* BEGIN *

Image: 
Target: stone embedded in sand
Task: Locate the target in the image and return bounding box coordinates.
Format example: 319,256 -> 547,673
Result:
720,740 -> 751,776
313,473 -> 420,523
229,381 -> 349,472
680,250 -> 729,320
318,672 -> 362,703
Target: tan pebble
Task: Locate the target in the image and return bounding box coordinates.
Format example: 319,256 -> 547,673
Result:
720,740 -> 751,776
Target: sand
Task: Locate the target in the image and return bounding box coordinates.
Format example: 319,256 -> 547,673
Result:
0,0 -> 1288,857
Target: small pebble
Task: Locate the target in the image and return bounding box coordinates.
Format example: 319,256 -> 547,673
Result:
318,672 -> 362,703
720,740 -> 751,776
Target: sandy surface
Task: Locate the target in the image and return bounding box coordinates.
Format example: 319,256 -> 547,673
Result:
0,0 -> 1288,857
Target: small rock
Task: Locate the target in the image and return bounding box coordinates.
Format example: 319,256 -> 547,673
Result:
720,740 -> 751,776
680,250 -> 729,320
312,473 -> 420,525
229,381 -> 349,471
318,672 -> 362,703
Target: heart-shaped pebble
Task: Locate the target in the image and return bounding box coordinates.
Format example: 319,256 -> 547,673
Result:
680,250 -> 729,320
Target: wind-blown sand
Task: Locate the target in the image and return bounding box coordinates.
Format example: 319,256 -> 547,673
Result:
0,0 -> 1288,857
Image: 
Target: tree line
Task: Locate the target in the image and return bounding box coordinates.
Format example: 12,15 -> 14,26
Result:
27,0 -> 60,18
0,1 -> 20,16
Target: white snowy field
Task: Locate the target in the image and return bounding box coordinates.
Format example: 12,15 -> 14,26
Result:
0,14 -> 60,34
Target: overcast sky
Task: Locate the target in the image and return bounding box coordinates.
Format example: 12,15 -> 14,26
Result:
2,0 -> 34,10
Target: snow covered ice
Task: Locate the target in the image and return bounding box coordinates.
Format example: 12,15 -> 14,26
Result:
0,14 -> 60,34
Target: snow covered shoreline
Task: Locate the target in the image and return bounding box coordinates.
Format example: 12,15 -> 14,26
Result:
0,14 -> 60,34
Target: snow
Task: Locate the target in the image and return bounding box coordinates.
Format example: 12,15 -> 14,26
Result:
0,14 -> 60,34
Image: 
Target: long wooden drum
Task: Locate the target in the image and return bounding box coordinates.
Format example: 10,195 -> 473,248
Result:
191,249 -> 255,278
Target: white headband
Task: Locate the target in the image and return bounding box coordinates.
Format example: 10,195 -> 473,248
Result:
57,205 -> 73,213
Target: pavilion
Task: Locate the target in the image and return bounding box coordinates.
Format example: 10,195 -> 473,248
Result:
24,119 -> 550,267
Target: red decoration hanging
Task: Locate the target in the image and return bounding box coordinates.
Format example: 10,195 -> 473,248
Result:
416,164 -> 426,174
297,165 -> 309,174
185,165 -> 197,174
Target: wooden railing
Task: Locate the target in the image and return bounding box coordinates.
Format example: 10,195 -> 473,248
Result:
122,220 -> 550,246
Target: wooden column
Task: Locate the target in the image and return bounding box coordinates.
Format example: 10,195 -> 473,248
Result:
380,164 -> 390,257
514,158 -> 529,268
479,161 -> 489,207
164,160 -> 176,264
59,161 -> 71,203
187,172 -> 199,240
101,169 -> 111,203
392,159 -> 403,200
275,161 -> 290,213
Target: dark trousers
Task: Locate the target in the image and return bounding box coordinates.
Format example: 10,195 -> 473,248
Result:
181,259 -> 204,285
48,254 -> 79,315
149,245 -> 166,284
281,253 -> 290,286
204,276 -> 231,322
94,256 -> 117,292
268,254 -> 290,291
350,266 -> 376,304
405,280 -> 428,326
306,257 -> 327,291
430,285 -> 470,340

* END *

TASK INSTRUCTIONS: Extract the complete listing verbatim.

TASK SOLUTION:
Image: 
Target: stone embedded in sand
Task: Locate the target in the image and return bounding box coordinates.
Format example: 319,256 -> 547,673
Result:
720,740 -> 751,776
313,473 -> 420,523
229,381 -> 349,472
680,250 -> 729,320
318,672 -> 362,703
Target: tan pebble
Task: Locate the target in the image and return bounding box coordinates.
Format example: 319,256 -> 547,673
Result:
720,740 -> 751,776
Target: sand
Task: Locate the target in the image and return bounding box coordinates.
Format example: 319,256 -> 547,673
Result:
0,0 -> 1288,857
Target: small pebble
Task: Locate the target in the image and return bounding box coordinates.
Format example: 319,256 -> 547,673
Result:
318,672 -> 362,703
720,740 -> 751,776
Target: sandy surface
Task: Locate the target in the image and return bounding box coordinates.
Format example: 319,256 -> 547,673
Result:
0,0 -> 1288,857
Target: small rock
Task: Locate the target in the image and return bounding box coordinates.
Format example: 319,256 -> 547,673
Result:
720,740 -> 751,776
680,250 -> 729,320
312,473 -> 420,525
229,381 -> 349,471
318,672 -> 362,703
Target: heart-shaped pebble
Task: Locate the target in the image and return bounding box coordinates.
Format example: 319,256 -> 547,673
Result:
680,250 -> 729,320
Target: wind-blown sand
Task: Locate the target in the image and return bounding box coordinates.
Format example: 319,256 -> 547,673
Result:
0,0 -> 1288,857
Image: 
Target: tree line
Task: Locate the target in the image and return bounding box coordinates.
Format example: 12,15 -> 14,26
Result:
27,0 -> 60,18
0,1 -> 20,16
Target: white snowy field
Task: Locate the target in the image and return bounding box coordinates.
Format example: 12,15 -> 14,26
Result:
0,14 -> 60,34
Target: overcast sky
Task: Locate the target in the image and return bounding box coordinates.
Format example: 12,15 -> 14,26
Result:
2,0 -> 34,10
Target: snow covered ice
Task: Locate the target in the image and return bounding box coordinates.
Format example: 12,15 -> 14,26
Result:
0,14 -> 60,34
Target: snow covered shoreline
Task: Locate the target in the image and return bounding box coordinates.
Format example: 12,15 -> 14,26
Result:
0,14 -> 60,34
Target: snow
Task: Locate the target in the image and return bounding box coordinates.
Format example: 12,15 -> 14,26
Result:
0,14 -> 60,34
Image: 
Target: long wooden drum
Task: Locate the target in the image and return bounding box coordinates.
Format example: 10,195 -> 473,248
Result:
191,249 -> 255,278
Target: white headband
Task: Locate the target in the image and return bounding box coordinates.
Format example: 10,195 -> 473,248
Result:
57,205 -> 73,213
Target: pavilion
Task: Locate the target in the image and return bounding box coordinates.
Format example: 10,195 -> 473,248
Result:
24,119 -> 550,267
Target: red decoration hanging
Task: Locate the target in the image and return bounding box coordinates.
Format example: 10,195 -> 473,248
Result:
416,164 -> 426,174
297,165 -> 309,174
185,165 -> 197,174
Target: wooden railing
Task: Locate the target in the image and return bounding box coordinates.
Format example: 10,195 -> 473,248
Result:
122,220 -> 550,246
Target: wooden column
Task: Locate the target in the image and return bounding box coordinates.
Format example: 10,195 -> 473,248
Result:
380,164 -> 390,257
514,158 -> 529,268
479,161 -> 489,207
164,160 -> 176,264
59,161 -> 71,203
187,172 -> 199,240
101,169 -> 111,203
392,159 -> 403,200
275,161 -> 290,213
Target: dark trousers
Task: Locate the target in the image and return bounding box coordinates.
Format example: 10,195 -> 473,248
Result:
181,259 -> 204,285
48,254 -> 79,315
149,245 -> 166,284
281,253 -> 290,286
204,276 -> 231,322
94,256 -> 117,292
268,254 -> 290,291
350,266 -> 376,304
405,280 -> 428,326
306,257 -> 327,291
430,285 -> 470,340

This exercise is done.